GIVEN EXERCISE A — List the three employer groups, with their pressure levels, that the career fair post tells readers to sort employers into.
GIVEN EXERCISE B — In the career fair post, repeat the passage starting with "This blog post" and going on through "of your employers.".

QUOTED PASSAGE —
========================

Acing Your Homework: How to Prepare for the Upcoming Career Fair


This blog post has been updated by Megan Elrath, Career Consultant on April 23, 2024 for relevancy, inclusivity, and formatting.


Whether you are a current student or alumni, there is important homework to be done in order to ace a career fair. The following strategies are intended to help you show up feeling more prepared and to make a more memorable and positive impression to potential employers.

1. Strategize the order of your employers.

The first step is to research the participating employers that will be attending the career fair. You can find a list of registered employers on Handshake. Make a comprehensive list of all the ones you would like to meet and learn more about. Most importantly, break down these employers into three groups:

  • Group A: High Pressure
  • Group B: Moderate Pressure
  • Group C: Low Pressure

The first one, Group A, is reserved for opportunities or companies that are highly selective, very popular among students, and possibly the ones with which you are most nervous to speak. You should put potential employers that you feel relatively confident speaking to in Group B. Lastly, Group C should be reserved for the ones you are the least nervous to meet and have the lowest stakes.

========================

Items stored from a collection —
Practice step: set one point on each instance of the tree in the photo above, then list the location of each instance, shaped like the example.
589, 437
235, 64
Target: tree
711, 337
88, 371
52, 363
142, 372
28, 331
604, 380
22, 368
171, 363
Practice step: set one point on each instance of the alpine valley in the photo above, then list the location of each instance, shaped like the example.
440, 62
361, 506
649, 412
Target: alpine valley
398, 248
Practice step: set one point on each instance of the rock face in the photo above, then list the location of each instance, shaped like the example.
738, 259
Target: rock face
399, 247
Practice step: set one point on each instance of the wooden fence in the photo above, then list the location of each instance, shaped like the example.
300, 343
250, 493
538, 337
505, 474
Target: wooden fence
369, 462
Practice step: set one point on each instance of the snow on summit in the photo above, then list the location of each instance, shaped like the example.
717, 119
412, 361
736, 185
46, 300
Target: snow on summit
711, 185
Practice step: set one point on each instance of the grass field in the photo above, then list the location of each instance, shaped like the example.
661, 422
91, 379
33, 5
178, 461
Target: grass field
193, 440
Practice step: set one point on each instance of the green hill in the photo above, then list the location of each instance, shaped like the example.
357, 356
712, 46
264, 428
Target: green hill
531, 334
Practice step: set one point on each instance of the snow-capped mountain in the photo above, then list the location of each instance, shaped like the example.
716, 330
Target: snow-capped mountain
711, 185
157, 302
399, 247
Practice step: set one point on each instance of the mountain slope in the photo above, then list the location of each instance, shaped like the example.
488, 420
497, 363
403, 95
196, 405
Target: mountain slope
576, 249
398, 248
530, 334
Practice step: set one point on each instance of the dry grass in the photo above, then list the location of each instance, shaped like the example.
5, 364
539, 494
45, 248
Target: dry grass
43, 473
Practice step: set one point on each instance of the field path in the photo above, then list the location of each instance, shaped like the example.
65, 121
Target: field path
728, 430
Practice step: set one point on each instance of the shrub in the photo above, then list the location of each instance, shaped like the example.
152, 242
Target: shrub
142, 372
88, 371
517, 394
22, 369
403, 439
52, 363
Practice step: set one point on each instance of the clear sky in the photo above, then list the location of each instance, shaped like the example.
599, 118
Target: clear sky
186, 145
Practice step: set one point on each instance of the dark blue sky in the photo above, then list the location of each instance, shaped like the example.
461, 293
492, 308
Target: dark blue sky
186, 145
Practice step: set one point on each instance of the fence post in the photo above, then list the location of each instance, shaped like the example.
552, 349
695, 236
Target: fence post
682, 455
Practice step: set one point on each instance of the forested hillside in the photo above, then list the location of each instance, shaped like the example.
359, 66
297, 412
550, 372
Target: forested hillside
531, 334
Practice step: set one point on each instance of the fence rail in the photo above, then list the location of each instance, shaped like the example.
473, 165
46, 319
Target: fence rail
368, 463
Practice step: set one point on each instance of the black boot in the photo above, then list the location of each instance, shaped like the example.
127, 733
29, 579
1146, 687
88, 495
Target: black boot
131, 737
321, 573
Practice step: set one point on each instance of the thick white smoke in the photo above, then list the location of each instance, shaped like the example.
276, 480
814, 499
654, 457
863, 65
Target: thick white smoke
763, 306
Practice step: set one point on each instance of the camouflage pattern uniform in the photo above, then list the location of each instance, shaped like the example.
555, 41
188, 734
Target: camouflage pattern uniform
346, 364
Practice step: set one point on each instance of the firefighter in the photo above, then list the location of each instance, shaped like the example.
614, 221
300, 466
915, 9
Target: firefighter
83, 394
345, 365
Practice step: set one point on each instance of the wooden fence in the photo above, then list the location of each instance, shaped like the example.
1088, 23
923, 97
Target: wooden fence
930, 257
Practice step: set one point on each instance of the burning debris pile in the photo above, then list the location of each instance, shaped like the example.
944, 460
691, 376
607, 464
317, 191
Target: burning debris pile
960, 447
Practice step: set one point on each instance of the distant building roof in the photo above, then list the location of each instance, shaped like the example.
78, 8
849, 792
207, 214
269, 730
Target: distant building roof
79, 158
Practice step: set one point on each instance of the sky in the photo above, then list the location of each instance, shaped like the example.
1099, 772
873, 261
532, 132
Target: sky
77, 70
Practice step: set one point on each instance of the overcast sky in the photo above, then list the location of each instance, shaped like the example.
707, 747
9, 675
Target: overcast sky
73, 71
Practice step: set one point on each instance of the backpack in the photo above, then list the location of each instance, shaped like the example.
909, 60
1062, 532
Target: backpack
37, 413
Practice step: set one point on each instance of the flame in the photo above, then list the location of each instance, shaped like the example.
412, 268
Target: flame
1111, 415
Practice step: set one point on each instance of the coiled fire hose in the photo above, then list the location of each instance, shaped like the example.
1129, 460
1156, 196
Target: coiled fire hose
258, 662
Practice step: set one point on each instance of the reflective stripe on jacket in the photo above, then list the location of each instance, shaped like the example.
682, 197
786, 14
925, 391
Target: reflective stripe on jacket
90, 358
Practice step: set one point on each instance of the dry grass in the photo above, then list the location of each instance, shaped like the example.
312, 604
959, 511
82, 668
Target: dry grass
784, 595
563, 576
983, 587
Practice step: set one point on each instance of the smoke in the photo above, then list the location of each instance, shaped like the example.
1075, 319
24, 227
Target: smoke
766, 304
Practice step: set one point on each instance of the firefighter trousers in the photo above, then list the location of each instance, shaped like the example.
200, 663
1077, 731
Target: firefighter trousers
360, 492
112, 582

========================

WRITTEN SOLUTION A —
- Group A: High Pressure
- Group B: Moderate Pressure
- Group C: Low Pressure

WRITTEN SOLUTION B —
This blog post has been updated by Megan Elrath, Career Consultant on April 23, 2024 for relevancy, inclusivity, and formatting.


Whether you are a current student or alumni, there is important homework to be done in order to ace a career fair. The following strategies are intended to help you show up feeling more prepared and to make a more memorable and positive impression to potential employers.

1. Strategize the order of your employers.